** begin DOCUMENT EXTRACT **

Posted Friday, November 02, 2007 by Charlie Trimm
Categories: Hermeneutics  

Hermeneutics is a very important issue for us today in light of the rise of postmodernism. I got the feeling from the Christian attacks on modernism over the years that if modernism would just be shown to be false, then Christianity would be the victor. Instead, what we get is modernism dying and postmodernism rising to take its place, with Christianity still on the sidelines. How does the Christian respond to postmodernism? Is it good? Is it bad? Is it relevant? From what I hear, postmodernism is already passe in the French university system where it had its "point of birth". But I think that it is still alive and well here in the States and it has points to teach us. For the uninitiated, Vanhoozer's work is an excllent place to start. I've written a short review here, but clink the link to slog through a more detailed critique of the work.

 Vanhoozer divides the book into two: the first part is a study of modernism and postmodernism, while the second is a constructive study of how he thinks the author, the text and the reader should be viewed. If you want a helpful starting point for the thought of Derrida or the flaws of postmodern thinking, this is a good place to read. Here are just a few of the helpful thoughts from the book.

1. While Vanhoozer rejects postmodernism as a system, he accepts part of the postmodern critique, especially in the area of certainty. He says that Cartesian certainty is neither possible nor Christian. Hence, we should be more humble and tenative in our claims. But he says that while certainty is impossible, we can still be reasonably sure about claims to live by them.

2. He argues for a basic level of theological interpretation, in which one's theological beliefs affect one's reading of the text. The key point here is theism: whether one is a theist or not will dictate where you find meaning or if you think there is meaning at all. If you kill off God, you end up killing the human author of any work of literature and locate the meaning in the reader. He actually argues for a trinitarian reader, but I do not find myself as convinced of that, although that might just be due to my own inability of a reader of Vanhoozer's argument.

** end DOCUMENT EXTRACT **

WHAT YOU WILL DO » Copy from the hermeneutics post the stretch from "Vanhoozer divides the" through "from the book.", keeping every word unchanged.

** begin DATA PROVIDED **

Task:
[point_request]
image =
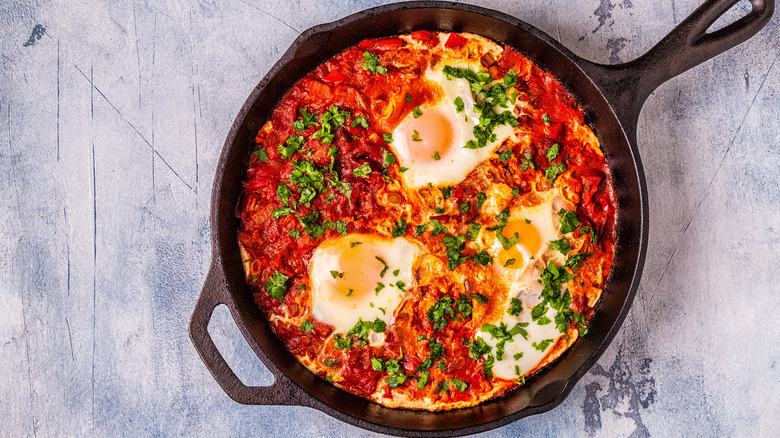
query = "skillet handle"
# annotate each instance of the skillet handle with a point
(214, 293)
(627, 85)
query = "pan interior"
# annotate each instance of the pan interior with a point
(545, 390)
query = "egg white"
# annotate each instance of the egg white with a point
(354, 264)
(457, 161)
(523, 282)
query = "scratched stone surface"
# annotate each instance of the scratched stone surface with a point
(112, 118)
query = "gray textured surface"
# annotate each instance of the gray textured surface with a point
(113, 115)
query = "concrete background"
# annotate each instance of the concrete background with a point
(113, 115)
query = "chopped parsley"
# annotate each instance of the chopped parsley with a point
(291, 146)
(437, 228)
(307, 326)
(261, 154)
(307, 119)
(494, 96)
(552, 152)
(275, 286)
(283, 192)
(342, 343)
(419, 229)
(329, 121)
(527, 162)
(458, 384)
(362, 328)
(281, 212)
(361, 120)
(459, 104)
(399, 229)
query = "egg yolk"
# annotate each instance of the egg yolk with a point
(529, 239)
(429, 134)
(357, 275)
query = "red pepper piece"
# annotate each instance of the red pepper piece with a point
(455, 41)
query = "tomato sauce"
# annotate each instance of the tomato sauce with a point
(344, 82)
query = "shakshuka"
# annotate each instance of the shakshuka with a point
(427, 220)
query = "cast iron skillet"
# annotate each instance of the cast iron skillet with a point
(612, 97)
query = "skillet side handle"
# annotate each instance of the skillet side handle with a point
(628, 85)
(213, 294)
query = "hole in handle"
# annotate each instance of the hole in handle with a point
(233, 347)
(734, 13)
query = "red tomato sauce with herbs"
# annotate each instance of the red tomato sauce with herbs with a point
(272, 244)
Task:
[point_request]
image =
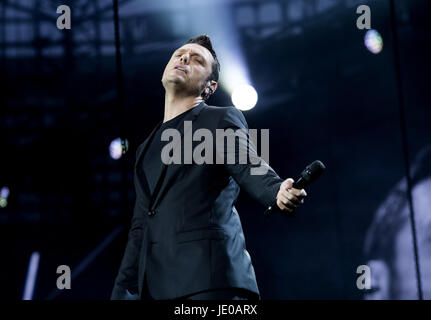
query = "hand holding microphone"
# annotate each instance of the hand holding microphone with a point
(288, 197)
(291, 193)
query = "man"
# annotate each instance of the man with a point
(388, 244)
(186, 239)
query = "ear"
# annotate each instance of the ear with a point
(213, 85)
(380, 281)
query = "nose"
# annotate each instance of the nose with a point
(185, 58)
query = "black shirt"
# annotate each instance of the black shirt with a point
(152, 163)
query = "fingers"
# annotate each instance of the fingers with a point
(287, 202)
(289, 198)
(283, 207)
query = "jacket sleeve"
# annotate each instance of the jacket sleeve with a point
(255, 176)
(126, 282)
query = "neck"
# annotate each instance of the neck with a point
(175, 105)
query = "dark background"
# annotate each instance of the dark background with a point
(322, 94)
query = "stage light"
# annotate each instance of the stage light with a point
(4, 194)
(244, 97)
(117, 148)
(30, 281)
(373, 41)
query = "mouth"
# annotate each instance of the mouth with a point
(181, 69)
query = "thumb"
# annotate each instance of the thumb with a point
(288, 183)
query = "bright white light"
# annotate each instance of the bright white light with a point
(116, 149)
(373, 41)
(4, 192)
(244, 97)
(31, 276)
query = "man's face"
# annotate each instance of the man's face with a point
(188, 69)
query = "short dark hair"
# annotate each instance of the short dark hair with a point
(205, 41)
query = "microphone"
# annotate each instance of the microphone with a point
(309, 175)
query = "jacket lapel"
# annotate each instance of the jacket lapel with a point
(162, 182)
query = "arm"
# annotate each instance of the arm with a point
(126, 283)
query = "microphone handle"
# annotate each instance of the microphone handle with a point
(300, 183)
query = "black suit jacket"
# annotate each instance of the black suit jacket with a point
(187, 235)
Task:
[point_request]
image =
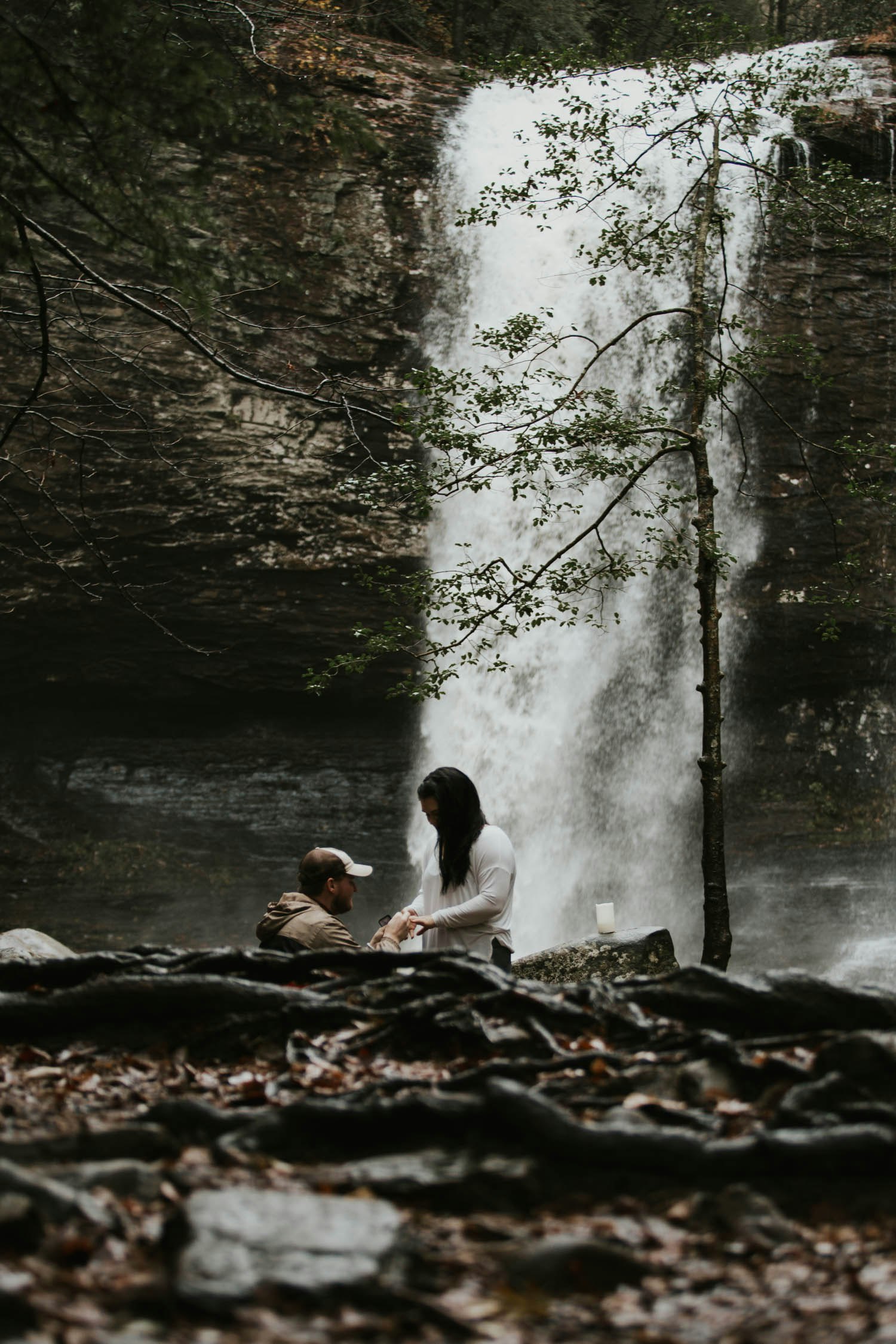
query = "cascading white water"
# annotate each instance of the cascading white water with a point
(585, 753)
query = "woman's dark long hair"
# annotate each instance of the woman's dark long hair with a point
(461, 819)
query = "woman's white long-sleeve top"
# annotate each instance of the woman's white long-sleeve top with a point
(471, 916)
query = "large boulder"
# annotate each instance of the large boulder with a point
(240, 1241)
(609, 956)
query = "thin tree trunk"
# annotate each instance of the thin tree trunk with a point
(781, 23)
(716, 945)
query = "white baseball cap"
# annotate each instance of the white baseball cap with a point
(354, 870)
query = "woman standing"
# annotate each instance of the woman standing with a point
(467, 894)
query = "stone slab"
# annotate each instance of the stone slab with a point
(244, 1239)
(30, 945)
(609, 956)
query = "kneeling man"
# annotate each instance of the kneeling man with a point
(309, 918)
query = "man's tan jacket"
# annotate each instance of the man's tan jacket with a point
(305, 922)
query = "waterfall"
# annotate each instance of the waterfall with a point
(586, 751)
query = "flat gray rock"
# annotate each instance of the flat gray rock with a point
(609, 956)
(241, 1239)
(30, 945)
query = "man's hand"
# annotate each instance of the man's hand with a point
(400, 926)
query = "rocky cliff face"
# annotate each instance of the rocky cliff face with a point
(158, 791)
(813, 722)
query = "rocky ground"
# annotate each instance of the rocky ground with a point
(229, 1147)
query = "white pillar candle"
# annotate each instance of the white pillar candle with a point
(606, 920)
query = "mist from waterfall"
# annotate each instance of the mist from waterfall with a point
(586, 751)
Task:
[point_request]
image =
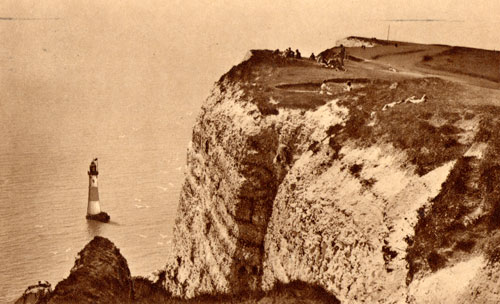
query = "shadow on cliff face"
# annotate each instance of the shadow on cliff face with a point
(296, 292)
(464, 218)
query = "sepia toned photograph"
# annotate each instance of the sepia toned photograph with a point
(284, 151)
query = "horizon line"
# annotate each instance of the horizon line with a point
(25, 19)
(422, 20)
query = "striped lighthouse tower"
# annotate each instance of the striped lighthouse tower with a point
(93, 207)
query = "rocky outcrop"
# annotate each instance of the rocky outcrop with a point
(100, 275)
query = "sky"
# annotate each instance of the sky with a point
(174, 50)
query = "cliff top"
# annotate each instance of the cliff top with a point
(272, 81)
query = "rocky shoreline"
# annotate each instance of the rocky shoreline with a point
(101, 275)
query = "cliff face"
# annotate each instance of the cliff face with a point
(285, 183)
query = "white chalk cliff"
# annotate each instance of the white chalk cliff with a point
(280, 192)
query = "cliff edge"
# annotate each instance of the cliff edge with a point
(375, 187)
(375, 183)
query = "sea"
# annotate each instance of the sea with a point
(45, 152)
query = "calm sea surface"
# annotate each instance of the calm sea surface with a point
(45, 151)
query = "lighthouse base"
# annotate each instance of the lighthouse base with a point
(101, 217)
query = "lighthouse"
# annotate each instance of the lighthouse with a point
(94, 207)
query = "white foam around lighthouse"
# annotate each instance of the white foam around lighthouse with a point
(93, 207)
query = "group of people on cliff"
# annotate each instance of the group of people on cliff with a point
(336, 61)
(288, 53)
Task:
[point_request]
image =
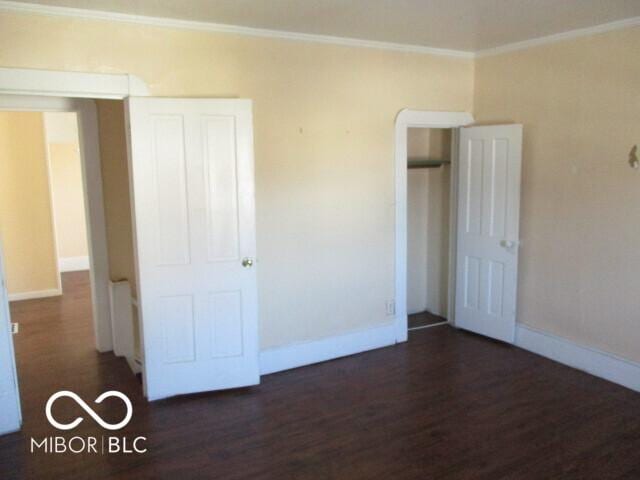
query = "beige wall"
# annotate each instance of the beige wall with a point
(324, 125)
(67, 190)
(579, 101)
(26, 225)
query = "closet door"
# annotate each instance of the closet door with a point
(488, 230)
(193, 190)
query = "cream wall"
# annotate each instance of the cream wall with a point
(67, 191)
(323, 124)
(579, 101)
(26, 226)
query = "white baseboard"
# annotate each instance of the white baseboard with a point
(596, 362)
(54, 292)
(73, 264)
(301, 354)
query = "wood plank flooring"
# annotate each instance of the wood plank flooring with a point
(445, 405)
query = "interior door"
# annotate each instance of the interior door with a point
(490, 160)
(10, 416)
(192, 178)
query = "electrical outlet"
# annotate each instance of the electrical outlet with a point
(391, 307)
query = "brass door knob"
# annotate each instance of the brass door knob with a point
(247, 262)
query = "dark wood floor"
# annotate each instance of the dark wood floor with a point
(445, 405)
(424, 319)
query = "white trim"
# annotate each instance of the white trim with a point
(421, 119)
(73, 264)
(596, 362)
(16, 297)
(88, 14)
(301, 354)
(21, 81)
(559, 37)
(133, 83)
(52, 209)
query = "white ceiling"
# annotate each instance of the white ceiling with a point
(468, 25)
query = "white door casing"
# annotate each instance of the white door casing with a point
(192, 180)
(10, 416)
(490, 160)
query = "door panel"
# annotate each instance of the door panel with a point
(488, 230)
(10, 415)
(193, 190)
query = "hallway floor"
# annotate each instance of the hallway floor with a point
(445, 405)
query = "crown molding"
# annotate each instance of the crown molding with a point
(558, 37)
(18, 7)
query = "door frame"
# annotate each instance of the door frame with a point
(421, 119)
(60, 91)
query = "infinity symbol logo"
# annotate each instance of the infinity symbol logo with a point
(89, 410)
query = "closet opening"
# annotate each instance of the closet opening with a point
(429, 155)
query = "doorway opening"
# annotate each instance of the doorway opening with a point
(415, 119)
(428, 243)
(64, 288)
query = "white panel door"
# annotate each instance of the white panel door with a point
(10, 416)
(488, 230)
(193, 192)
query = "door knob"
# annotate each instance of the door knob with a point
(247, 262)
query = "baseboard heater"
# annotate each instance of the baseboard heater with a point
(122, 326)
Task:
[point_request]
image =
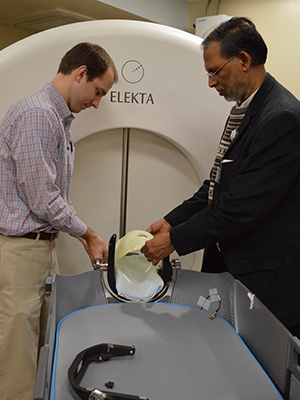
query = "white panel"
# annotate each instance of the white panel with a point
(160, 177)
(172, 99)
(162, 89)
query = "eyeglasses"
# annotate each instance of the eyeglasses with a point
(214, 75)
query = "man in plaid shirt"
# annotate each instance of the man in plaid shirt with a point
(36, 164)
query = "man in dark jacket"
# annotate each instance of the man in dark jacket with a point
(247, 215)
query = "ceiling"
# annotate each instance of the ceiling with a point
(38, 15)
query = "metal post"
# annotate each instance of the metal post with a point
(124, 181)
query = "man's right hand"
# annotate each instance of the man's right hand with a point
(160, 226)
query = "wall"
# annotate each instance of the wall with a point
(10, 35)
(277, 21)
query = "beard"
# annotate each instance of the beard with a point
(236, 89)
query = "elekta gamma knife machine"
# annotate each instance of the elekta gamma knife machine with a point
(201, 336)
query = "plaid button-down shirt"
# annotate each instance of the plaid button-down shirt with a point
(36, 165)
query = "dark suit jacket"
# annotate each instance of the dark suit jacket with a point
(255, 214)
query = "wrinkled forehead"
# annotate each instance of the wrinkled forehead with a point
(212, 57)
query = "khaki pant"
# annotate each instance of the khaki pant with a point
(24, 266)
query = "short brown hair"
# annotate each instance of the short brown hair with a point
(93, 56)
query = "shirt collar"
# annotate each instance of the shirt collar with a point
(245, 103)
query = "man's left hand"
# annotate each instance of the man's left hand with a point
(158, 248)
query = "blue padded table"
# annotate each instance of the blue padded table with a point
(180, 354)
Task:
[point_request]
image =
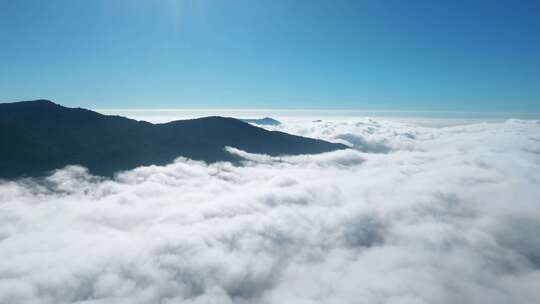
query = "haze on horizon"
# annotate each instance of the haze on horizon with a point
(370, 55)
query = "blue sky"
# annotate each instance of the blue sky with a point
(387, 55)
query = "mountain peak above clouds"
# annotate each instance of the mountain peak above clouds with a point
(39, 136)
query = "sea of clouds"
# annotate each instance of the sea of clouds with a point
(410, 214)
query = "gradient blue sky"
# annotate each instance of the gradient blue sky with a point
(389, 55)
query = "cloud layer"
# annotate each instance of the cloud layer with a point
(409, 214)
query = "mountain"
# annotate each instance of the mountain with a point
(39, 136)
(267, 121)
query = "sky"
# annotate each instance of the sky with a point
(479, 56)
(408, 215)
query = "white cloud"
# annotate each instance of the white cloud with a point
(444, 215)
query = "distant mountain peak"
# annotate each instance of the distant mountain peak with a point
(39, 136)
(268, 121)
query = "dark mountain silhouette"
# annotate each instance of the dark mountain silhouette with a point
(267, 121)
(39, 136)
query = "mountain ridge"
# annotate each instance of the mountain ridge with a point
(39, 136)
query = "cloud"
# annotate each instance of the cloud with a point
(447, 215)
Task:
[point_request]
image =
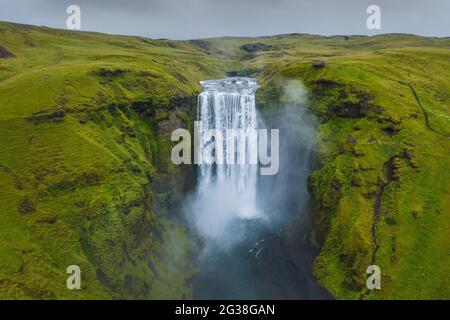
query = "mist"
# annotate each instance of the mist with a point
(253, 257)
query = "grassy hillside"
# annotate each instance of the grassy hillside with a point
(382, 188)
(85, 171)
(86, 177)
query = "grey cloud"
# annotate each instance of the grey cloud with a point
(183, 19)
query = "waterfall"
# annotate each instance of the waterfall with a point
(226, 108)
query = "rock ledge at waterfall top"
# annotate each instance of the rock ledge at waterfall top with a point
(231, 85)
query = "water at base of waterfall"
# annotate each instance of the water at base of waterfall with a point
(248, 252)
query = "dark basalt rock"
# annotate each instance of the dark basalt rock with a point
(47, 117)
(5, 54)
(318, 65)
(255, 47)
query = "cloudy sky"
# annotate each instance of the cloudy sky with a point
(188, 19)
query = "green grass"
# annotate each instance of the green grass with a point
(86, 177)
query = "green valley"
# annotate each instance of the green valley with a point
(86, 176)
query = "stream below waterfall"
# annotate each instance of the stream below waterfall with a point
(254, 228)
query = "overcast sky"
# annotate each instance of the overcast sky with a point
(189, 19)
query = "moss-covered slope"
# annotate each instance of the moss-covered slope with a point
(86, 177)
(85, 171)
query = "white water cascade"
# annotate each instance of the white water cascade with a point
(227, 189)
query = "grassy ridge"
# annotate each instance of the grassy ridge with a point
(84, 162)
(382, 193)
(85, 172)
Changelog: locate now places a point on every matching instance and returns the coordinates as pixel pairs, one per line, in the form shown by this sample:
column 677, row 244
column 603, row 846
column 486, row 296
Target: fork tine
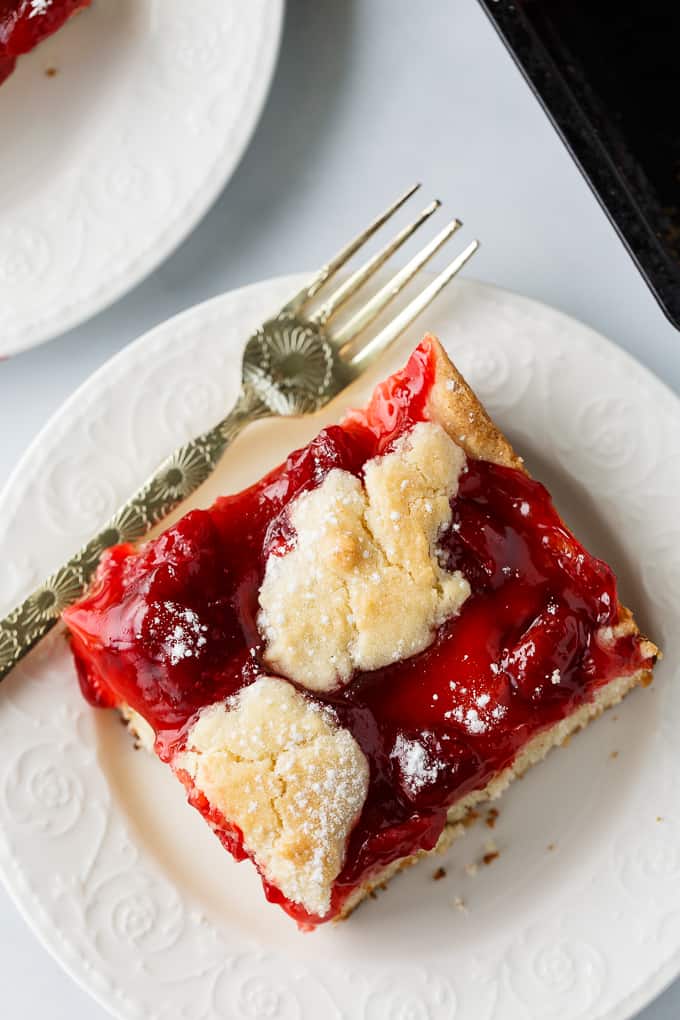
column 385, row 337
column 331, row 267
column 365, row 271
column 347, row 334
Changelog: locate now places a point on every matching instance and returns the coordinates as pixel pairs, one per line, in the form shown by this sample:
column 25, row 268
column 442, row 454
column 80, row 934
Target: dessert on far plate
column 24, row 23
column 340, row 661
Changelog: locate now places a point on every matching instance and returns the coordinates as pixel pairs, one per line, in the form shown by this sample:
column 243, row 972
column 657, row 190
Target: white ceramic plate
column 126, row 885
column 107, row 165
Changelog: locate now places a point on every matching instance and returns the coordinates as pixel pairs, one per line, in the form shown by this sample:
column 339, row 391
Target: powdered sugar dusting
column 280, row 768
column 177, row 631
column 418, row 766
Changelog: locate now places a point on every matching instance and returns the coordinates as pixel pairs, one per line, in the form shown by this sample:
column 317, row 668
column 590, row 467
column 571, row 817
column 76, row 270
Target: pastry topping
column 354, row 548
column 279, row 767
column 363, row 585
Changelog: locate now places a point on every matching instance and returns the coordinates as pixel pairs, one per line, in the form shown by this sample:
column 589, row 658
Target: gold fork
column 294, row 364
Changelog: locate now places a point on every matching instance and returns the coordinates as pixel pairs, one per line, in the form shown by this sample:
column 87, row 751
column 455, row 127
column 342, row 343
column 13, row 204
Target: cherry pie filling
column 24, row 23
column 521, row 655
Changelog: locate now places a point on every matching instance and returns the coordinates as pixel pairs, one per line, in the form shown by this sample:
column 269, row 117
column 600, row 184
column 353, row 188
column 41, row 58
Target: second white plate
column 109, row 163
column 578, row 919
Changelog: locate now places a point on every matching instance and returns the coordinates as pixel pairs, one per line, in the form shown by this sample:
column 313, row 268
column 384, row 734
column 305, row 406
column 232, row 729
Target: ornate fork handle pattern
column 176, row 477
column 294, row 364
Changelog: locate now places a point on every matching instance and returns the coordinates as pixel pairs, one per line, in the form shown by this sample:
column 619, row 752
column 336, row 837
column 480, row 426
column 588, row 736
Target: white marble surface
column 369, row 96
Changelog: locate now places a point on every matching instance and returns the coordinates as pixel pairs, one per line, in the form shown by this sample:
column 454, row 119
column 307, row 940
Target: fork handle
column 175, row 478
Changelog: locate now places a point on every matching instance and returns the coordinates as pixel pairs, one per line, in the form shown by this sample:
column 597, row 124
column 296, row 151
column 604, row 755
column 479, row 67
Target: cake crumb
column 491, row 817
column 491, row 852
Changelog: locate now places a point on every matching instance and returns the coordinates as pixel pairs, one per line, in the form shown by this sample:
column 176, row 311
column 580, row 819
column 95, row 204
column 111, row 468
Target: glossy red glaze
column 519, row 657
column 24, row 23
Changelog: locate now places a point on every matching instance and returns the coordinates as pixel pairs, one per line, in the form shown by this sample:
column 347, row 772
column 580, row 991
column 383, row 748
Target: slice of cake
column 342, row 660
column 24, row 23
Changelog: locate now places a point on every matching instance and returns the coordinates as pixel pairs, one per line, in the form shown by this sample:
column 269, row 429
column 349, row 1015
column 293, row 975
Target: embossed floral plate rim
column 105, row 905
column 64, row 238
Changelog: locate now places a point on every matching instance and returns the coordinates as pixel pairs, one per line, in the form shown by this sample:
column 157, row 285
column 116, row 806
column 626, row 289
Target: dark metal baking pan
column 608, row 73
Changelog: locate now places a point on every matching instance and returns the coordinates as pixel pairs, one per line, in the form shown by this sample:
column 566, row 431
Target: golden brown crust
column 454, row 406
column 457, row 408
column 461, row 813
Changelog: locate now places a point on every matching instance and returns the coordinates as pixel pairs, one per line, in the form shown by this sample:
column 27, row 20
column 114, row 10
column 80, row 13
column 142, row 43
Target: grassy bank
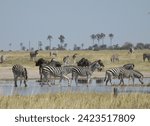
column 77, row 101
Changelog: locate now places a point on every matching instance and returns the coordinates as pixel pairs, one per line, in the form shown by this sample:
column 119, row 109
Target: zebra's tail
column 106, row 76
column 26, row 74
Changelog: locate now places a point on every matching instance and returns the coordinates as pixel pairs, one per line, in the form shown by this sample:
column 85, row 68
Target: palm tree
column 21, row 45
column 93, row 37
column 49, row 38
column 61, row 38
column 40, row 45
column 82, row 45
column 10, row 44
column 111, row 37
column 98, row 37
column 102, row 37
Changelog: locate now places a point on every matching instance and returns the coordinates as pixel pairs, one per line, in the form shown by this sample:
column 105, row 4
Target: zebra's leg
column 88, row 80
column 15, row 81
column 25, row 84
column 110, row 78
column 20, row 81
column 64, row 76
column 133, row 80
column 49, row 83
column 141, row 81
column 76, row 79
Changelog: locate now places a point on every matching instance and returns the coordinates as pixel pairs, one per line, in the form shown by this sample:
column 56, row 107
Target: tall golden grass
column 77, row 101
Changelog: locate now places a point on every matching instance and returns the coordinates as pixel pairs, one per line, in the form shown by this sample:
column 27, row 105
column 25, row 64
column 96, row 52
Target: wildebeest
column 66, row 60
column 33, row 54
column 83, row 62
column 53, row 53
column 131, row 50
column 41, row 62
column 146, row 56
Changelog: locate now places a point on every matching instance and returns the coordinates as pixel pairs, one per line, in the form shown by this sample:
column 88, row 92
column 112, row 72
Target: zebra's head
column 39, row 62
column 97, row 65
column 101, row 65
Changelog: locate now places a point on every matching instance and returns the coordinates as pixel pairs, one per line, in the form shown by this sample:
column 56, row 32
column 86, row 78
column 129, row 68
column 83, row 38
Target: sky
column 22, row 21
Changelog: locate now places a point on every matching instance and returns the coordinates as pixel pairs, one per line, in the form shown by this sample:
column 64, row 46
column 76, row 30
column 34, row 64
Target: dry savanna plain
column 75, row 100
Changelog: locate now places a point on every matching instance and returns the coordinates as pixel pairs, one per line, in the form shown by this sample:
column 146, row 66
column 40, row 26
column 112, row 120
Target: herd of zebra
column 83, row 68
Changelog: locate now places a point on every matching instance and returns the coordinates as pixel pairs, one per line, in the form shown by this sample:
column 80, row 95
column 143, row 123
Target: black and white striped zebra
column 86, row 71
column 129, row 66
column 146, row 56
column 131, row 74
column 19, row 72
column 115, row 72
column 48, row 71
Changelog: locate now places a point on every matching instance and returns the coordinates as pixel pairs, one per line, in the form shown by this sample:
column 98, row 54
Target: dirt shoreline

** end DATA PROVIDED **

OUTPUT »
Vanhoozer divides the book into two: the first part is a study of modernism and postmodernism, while the second is a constructive study of how he thinks the author, the text and the reader should be viewed. If you want a helpful starting point for the thought of Derrida or the flaws of postmodern thinking, this is a good place to read. Here are just a few of the helpful thoughts from the book.